Exercise set:
[1] In the report on the Dewani extradition hearing, where was the taxi hijacked?
[2] Write the next part of the report on the Dewani extradition hearing, starting after its last sentence.

Given passage:
········

Dewani, 32, is being treated at a secure mental hospital and claimed in July that he needed a year to be treated for depression before he could face extradition over the death of his Swedish wife Anni in 2010.
But his psychiatrist now believes Dewani’s mental health has “materially improved”, a hearing at Westminster Magistrates Court heard on Tuesday.
“It is now to be described as moderate rather than severe,” Hugo Keith, barrister for the South African government, told the court.
“He still suffers however from severe Post Traumatic Stress Disorder,” he added.
Dewani, who denies any involvement in his wife’s killing, was taken to a psychiatric hospital in April 2011 over fears he could commit suicide.
His 28-year-old wife was shot dead when the taxi she and Dewani were travelling in was hijacked in Cape Town’s Gugulethu township.
Two South African men have so far admitted their role in the murder and claim businessman Dewani orchestrated the killing.

········

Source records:
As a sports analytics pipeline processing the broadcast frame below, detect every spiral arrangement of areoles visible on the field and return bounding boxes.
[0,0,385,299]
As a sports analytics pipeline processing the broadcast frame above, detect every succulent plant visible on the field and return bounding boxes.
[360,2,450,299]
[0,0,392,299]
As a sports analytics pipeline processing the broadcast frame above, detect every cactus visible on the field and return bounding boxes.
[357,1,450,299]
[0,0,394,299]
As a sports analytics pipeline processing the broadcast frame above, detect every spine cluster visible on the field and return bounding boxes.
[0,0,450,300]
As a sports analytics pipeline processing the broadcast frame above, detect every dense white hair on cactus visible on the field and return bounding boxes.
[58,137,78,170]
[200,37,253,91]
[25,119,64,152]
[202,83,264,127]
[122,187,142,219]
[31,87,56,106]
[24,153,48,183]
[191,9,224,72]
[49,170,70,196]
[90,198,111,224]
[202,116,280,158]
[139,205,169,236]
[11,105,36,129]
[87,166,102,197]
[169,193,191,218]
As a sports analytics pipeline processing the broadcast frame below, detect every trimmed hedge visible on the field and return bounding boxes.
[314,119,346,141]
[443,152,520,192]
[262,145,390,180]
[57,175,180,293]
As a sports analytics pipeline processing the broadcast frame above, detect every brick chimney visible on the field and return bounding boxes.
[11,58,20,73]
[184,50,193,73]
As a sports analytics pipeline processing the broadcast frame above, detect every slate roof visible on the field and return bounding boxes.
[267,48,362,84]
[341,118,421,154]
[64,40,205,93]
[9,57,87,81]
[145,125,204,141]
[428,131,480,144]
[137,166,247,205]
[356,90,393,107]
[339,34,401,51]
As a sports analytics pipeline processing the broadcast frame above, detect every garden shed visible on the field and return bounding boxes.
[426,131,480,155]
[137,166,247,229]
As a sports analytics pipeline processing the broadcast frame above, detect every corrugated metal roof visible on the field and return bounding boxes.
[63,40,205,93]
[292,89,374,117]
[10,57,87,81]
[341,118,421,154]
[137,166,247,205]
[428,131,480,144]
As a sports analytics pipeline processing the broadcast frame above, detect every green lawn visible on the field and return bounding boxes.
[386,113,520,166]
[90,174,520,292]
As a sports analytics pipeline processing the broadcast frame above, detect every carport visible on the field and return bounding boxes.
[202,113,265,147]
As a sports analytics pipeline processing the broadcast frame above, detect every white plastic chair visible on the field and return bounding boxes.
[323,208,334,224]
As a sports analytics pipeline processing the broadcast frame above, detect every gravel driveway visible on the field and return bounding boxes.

········

Answers for this exercise:
[1] In Cape Town's Gugulethu township.

[2]
Mziwamadoda Qwabe was jailed for 25 years and taxi driver Zola Tongo for 18 years, saying Dewani offered 15,000 rand ($1,800) to arrange the killing and make it look like a carjacking.
Dewani is currently being treated at a secure mental health facility in Bristol, southwest England, where he is subject to a curfew and must be accompanied by a member of staff when he goes out.
But his psychiatrist now believes Dewani’s mental health is stable enough for him to move from the clinic to an open rehabilitation ward, Keith told the court.
The case was adjourned for a further hearing on October 2. An application to alter his bail conditions may be heard on October 12.